● **Directions for this task**
In the records below, locate the line containing "Target: red gas cylinder", then output that line and all later lines exactly, through the last one.

● **Listed records**
□ □ □ □ □ □ □

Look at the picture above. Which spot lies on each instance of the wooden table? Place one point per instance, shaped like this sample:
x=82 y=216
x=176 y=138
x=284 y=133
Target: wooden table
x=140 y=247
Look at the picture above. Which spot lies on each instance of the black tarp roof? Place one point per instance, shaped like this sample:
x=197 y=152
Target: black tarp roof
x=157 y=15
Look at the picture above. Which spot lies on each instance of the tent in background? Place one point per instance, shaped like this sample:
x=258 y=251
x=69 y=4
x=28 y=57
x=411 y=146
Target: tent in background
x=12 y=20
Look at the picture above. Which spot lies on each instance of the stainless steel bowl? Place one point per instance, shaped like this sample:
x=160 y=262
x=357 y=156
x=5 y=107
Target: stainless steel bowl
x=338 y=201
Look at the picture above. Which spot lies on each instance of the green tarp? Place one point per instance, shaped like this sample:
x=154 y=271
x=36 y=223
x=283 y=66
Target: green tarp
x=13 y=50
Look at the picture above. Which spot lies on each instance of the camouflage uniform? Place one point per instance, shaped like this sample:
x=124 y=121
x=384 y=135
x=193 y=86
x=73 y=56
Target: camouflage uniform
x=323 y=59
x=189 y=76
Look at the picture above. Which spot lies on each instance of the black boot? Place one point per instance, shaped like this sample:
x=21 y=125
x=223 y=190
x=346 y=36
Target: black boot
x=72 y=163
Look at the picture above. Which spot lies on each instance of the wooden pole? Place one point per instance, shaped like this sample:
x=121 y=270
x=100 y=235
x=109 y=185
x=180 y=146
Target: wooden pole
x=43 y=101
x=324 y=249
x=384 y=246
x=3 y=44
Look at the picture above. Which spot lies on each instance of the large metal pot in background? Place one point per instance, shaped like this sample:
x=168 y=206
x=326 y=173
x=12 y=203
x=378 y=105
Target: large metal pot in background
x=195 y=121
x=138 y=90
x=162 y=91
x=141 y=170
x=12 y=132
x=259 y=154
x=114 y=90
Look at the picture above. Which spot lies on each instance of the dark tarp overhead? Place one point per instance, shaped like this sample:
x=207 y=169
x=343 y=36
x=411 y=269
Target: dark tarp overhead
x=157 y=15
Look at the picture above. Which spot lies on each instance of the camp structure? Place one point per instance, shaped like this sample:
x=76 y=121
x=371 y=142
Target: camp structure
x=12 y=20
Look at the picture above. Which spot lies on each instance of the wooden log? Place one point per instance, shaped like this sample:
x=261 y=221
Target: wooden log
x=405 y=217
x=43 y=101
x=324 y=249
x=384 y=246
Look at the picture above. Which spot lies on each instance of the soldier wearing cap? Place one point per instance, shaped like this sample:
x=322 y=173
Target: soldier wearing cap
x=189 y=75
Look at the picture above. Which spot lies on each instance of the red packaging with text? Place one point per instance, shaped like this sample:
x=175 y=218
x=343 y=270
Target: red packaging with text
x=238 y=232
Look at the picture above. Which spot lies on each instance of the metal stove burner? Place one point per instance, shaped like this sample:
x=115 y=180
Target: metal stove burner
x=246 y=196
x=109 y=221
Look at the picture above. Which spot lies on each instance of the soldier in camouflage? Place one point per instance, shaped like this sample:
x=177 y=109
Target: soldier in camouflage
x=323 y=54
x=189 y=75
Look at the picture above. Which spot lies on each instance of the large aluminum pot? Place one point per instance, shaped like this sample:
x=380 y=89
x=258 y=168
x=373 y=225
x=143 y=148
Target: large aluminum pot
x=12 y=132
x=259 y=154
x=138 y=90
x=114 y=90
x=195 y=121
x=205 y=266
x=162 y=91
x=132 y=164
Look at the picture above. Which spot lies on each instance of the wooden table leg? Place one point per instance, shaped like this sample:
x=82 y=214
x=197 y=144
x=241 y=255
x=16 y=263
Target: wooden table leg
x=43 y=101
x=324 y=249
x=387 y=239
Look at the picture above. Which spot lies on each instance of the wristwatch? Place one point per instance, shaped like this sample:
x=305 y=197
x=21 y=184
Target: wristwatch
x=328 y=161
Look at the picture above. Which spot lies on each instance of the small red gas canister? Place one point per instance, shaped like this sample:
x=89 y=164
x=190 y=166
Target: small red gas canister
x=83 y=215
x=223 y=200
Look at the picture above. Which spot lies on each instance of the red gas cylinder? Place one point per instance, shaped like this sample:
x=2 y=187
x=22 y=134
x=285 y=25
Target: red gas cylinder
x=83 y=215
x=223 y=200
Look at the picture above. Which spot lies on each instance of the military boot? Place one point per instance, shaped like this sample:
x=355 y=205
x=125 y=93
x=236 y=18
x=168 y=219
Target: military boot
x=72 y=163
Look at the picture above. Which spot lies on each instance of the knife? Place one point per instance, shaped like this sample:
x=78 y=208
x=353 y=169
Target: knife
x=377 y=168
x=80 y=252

□ □ □ □ □ □ □

● **Written solution**
Target: red gas cylinder
x=83 y=215
x=223 y=200
Look at the picture above. Which spot lies on each instance of the military boot? Place one point per instance, shaped like this sample:
x=355 y=205
x=125 y=93
x=236 y=18
x=168 y=219
Target: military boot
x=72 y=163
Look at the picture above. Which spot lies on each instance of the knife? Place one point per instance, shaped like this sample:
x=78 y=208
x=353 y=169
Target: knife
x=377 y=168
x=80 y=252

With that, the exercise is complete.